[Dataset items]

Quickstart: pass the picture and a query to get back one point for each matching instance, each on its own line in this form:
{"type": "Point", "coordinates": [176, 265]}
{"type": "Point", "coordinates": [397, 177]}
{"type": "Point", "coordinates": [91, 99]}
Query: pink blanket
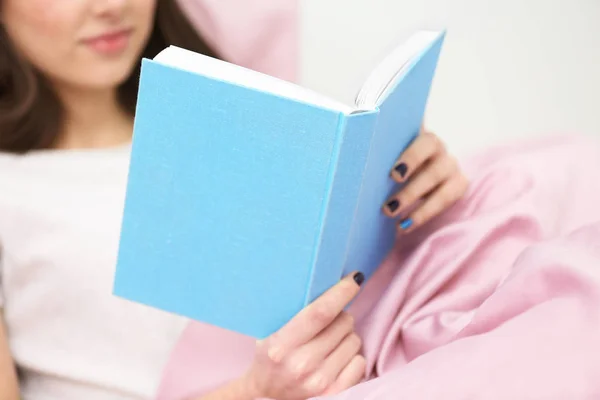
{"type": "Point", "coordinates": [498, 299]}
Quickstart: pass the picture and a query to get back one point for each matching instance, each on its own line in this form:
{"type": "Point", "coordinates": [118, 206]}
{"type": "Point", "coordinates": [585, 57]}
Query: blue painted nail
{"type": "Point", "coordinates": [407, 223]}
{"type": "Point", "coordinates": [402, 169]}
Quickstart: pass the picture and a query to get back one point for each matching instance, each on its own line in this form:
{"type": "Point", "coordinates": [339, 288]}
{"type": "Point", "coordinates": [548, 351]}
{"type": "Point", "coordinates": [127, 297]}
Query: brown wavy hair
{"type": "Point", "coordinates": [31, 114]}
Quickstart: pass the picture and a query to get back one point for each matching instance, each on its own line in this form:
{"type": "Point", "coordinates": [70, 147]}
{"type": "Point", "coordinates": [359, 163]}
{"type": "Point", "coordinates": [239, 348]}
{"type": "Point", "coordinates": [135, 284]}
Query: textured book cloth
{"type": "Point", "coordinates": [249, 196]}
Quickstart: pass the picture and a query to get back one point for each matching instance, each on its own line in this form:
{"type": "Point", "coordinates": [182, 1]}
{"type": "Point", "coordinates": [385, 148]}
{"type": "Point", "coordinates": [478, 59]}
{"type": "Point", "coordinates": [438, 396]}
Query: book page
{"type": "Point", "coordinates": [217, 69]}
{"type": "Point", "coordinates": [391, 68]}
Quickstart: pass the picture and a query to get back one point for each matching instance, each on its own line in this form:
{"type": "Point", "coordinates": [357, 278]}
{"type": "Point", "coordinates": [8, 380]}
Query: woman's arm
{"type": "Point", "coordinates": [8, 376]}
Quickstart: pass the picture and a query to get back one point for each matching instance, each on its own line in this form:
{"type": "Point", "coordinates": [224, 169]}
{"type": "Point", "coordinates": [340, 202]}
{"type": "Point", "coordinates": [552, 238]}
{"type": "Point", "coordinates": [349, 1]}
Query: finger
{"type": "Point", "coordinates": [311, 355]}
{"type": "Point", "coordinates": [350, 376]}
{"type": "Point", "coordinates": [426, 180]}
{"type": "Point", "coordinates": [314, 318]}
{"type": "Point", "coordinates": [423, 148]}
{"type": "Point", "coordinates": [334, 364]}
{"type": "Point", "coordinates": [436, 202]}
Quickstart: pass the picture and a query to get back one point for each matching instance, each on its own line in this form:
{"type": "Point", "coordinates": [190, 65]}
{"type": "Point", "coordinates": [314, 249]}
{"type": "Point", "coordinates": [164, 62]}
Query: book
{"type": "Point", "coordinates": [249, 196]}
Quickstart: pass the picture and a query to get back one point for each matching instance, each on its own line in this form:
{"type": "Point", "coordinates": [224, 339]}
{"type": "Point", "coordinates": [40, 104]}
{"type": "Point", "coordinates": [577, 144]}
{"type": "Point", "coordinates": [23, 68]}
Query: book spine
{"type": "Point", "coordinates": [349, 158]}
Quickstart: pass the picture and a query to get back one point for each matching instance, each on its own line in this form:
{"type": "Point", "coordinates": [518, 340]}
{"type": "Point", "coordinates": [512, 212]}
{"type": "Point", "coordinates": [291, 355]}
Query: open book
{"type": "Point", "coordinates": [249, 196]}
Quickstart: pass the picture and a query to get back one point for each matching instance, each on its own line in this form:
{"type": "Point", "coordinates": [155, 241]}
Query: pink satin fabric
{"type": "Point", "coordinates": [258, 34]}
{"type": "Point", "coordinates": [497, 299]}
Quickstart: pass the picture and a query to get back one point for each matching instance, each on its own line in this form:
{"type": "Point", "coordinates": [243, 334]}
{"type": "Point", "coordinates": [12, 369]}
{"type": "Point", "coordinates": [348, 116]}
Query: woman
{"type": "Point", "coordinates": [67, 94]}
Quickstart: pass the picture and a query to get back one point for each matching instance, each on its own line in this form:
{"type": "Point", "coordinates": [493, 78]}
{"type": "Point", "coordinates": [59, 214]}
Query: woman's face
{"type": "Point", "coordinates": [80, 43]}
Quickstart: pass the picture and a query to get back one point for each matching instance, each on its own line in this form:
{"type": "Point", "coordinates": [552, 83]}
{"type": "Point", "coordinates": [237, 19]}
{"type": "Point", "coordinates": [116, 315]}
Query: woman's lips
{"type": "Point", "coordinates": [111, 43]}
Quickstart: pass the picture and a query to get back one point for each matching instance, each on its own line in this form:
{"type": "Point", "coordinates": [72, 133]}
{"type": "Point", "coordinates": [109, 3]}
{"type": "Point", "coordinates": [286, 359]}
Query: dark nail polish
{"type": "Point", "coordinates": [359, 278]}
{"type": "Point", "coordinates": [402, 169]}
{"type": "Point", "coordinates": [407, 223]}
{"type": "Point", "coordinates": [393, 205]}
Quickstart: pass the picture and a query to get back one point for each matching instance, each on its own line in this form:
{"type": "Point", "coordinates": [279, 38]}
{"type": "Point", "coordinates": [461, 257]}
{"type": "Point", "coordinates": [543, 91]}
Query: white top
{"type": "Point", "coordinates": [72, 339]}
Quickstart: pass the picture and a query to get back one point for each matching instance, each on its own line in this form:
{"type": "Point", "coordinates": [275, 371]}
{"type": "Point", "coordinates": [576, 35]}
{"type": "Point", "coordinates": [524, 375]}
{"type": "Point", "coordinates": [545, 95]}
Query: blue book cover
{"type": "Point", "coordinates": [248, 197]}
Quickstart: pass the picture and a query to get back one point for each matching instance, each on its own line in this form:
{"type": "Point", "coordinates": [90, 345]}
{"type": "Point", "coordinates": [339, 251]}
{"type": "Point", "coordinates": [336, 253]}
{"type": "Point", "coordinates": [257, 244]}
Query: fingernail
{"type": "Point", "coordinates": [402, 169]}
{"type": "Point", "coordinates": [275, 354]}
{"type": "Point", "coordinates": [359, 278]}
{"type": "Point", "coordinates": [393, 205]}
{"type": "Point", "coordinates": [407, 223]}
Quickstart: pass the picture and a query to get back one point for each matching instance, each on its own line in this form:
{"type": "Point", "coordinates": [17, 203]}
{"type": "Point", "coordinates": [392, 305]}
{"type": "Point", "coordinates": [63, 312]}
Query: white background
{"type": "Point", "coordinates": [509, 68]}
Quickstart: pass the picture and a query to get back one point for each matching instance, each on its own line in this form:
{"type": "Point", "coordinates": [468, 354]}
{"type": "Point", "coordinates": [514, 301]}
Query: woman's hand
{"type": "Point", "coordinates": [316, 353]}
{"type": "Point", "coordinates": [432, 178]}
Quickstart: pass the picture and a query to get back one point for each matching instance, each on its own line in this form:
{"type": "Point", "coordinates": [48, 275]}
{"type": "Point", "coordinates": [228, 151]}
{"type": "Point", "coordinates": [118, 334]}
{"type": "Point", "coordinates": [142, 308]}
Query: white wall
{"type": "Point", "coordinates": [510, 68]}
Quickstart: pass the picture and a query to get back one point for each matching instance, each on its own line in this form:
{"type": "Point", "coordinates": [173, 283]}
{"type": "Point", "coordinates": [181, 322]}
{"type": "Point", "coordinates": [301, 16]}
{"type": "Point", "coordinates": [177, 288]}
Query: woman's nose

**YOUR OBJECTIVE:**
Copy the entries exactly. Leave out the images.

**SOLUTION TO THE PROBLEM:**
Quickstart: pass the picture and a query to get back one point for each matching instance, each on its own line in this form:
{"type": "Point", "coordinates": [176, 265]}
{"type": "Point", "coordinates": [397, 177]}
{"type": "Point", "coordinates": [91, 99]}
Query: pink blanket
{"type": "Point", "coordinates": [498, 299]}
Quickstart: pass the picture and a query to get back one point for each matching instance, each on its own line in this form:
{"type": "Point", "coordinates": [118, 206]}
{"type": "Point", "coordinates": [585, 57]}
Query: blue painted nail
{"type": "Point", "coordinates": [407, 223]}
{"type": "Point", "coordinates": [402, 169]}
Quickstart: pass the picture and a query to get back one point for each matching instance, each on its own line in this form:
{"type": "Point", "coordinates": [339, 288]}
{"type": "Point", "coordinates": [548, 351]}
{"type": "Point", "coordinates": [127, 297]}
Query: brown wavy hair
{"type": "Point", "coordinates": [31, 114]}
Quickstart: pass the picture and a query to get back one point for each matching instance, each on its own line in this form:
{"type": "Point", "coordinates": [70, 147]}
{"type": "Point", "coordinates": [359, 163]}
{"type": "Point", "coordinates": [239, 348]}
{"type": "Point", "coordinates": [135, 284]}
Query: textured book cloth
{"type": "Point", "coordinates": [249, 196]}
Quickstart: pass the picture and a query to get back one point for each matching instance, each on its own line in this form:
{"type": "Point", "coordinates": [182, 1]}
{"type": "Point", "coordinates": [385, 148]}
{"type": "Point", "coordinates": [478, 59]}
{"type": "Point", "coordinates": [438, 396]}
Query: book page
{"type": "Point", "coordinates": [217, 69]}
{"type": "Point", "coordinates": [391, 68]}
Quickstart: pass the picture and a query to get back one point for each matching instance, each on its own line in this form:
{"type": "Point", "coordinates": [357, 278]}
{"type": "Point", "coordinates": [8, 380]}
Query: woman's arm
{"type": "Point", "coordinates": [8, 376]}
Quickstart: pass the picture and a query to get back one point for each matching instance, each on its own line in this form:
{"type": "Point", "coordinates": [224, 169]}
{"type": "Point", "coordinates": [340, 202]}
{"type": "Point", "coordinates": [552, 238]}
{"type": "Point", "coordinates": [349, 1]}
Query: finger
{"type": "Point", "coordinates": [311, 355]}
{"type": "Point", "coordinates": [350, 376]}
{"type": "Point", "coordinates": [426, 180]}
{"type": "Point", "coordinates": [314, 318]}
{"type": "Point", "coordinates": [423, 148]}
{"type": "Point", "coordinates": [334, 364]}
{"type": "Point", "coordinates": [436, 202]}
Quickstart: pass the picture and a query to get back one point for each matching instance, each on its own line in this form:
{"type": "Point", "coordinates": [190, 65]}
{"type": "Point", "coordinates": [314, 249]}
{"type": "Point", "coordinates": [164, 62]}
Query: book
{"type": "Point", "coordinates": [249, 196]}
Quickstart: pass the picture and a query to get back one point for each matching instance, each on its own line in this form:
{"type": "Point", "coordinates": [224, 339]}
{"type": "Point", "coordinates": [40, 104]}
{"type": "Point", "coordinates": [577, 144]}
{"type": "Point", "coordinates": [23, 68]}
Query: book spine
{"type": "Point", "coordinates": [349, 158]}
Quickstart: pass the picture and a query to get back one point for each matching instance, each on its own line in this form:
{"type": "Point", "coordinates": [518, 340]}
{"type": "Point", "coordinates": [512, 212]}
{"type": "Point", "coordinates": [291, 355]}
Query: open book
{"type": "Point", "coordinates": [249, 196]}
Quickstart: pass the picture and a query to get back one point for each matching instance, each on its own line in this form:
{"type": "Point", "coordinates": [155, 241]}
Query: pink satin fabric
{"type": "Point", "coordinates": [258, 34]}
{"type": "Point", "coordinates": [497, 299]}
Quickstart: pass the picture and a query to get back one point for each matching instance, each on its own line in this form:
{"type": "Point", "coordinates": [243, 334]}
{"type": "Point", "coordinates": [12, 369]}
{"type": "Point", "coordinates": [348, 116]}
Query: woman
{"type": "Point", "coordinates": [67, 94]}
Quickstart: pass the picture and a query to get back one point for each matching instance, each on its own line in this form:
{"type": "Point", "coordinates": [493, 78]}
{"type": "Point", "coordinates": [59, 214]}
Query: woman's face
{"type": "Point", "coordinates": [80, 43]}
Quickstart: pass the picture and a query to get back one point for each matching instance, each on its own line in this form:
{"type": "Point", "coordinates": [552, 83]}
{"type": "Point", "coordinates": [237, 19]}
{"type": "Point", "coordinates": [116, 315]}
Query: woman's lips
{"type": "Point", "coordinates": [111, 43]}
Quickstart: pass the picture and a query to get back one point for each matching instance, each on its own line in this form:
{"type": "Point", "coordinates": [72, 133]}
{"type": "Point", "coordinates": [109, 3]}
{"type": "Point", "coordinates": [286, 359]}
Query: dark nail polish
{"type": "Point", "coordinates": [359, 278]}
{"type": "Point", "coordinates": [402, 169]}
{"type": "Point", "coordinates": [407, 223]}
{"type": "Point", "coordinates": [393, 205]}
Quickstart: pass the picture and a query to get back one point for each matching instance, each on its own line in this form:
{"type": "Point", "coordinates": [279, 38]}
{"type": "Point", "coordinates": [461, 257]}
{"type": "Point", "coordinates": [543, 91]}
Query: white top
{"type": "Point", "coordinates": [72, 339]}
Quickstart: pass the picture and a query to get back one point for each matching instance, each on its own line in this form:
{"type": "Point", "coordinates": [275, 371]}
{"type": "Point", "coordinates": [576, 35]}
{"type": "Point", "coordinates": [524, 375]}
{"type": "Point", "coordinates": [545, 95]}
Query: blue book cover
{"type": "Point", "coordinates": [248, 197]}
Quickstart: pass the picture and a query to get back one point for each matching instance, each on its own line in this form:
{"type": "Point", "coordinates": [90, 345]}
{"type": "Point", "coordinates": [339, 251]}
{"type": "Point", "coordinates": [336, 253]}
{"type": "Point", "coordinates": [257, 244]}
Query: fingernail
{"type": "Point", "coordinates": [402, 169]}
{"type": "Point", "coordinates": [275, 354]}
{"type": "Point", "coordinates": [359, 278]}
{"type": "Point", "coordinates": [393, 205]}
{"type": "Point", "coordinates": [407, 223]}
Quickstart: pass the picture and a query to get back one point for each matching instance, each on its own line in this form:
{"type": "Point", "coordinates": [17, 203]}
{"type": "Point", "coordinates": [392, 305]}
{"type": "Point", "coordinates": [63, 312]}
Query: white background
{"type": "Point", "coordinates": [509, 68]}
Quickstart: pass the picture and a query to get back one point for each matching instance, each on its own line in this form:
{"type": "Point", "coordinates": [468, 354]}
{"type": "Point", "coordinates": [514, 301]}
Query: woman's hand
{"type": "Point", "coordinates": [316, 353]}
{"type": "Point", "coordinates": [432, 178]}
Quickstart: pass the picture and a query to get back one point for each matching instance, each on its own line in this form:
{"type": "Point", "coordinates": [48, 275]}
{"type": "Point", "coordinates": [228, 151]}
{"type": "Point", "coordinates": [118, 334]}
{"type": "Point", "coordinates": [142, 308]}
Query: white wall
{"type": "Point", "coordinates": [510, 68]}
Quickstart: pass the picture and a query to get back one point for each matching instance, each on its own line in this form:
{"type": "Point", "coordinates": [173, 283]}
{"type": "Point", "coordinates": [181, 322]}
{"type": "Point", "coordinates": [301, 16]}
{"type": "Point", "coordinates": [177, 288]}
Query: woman's nose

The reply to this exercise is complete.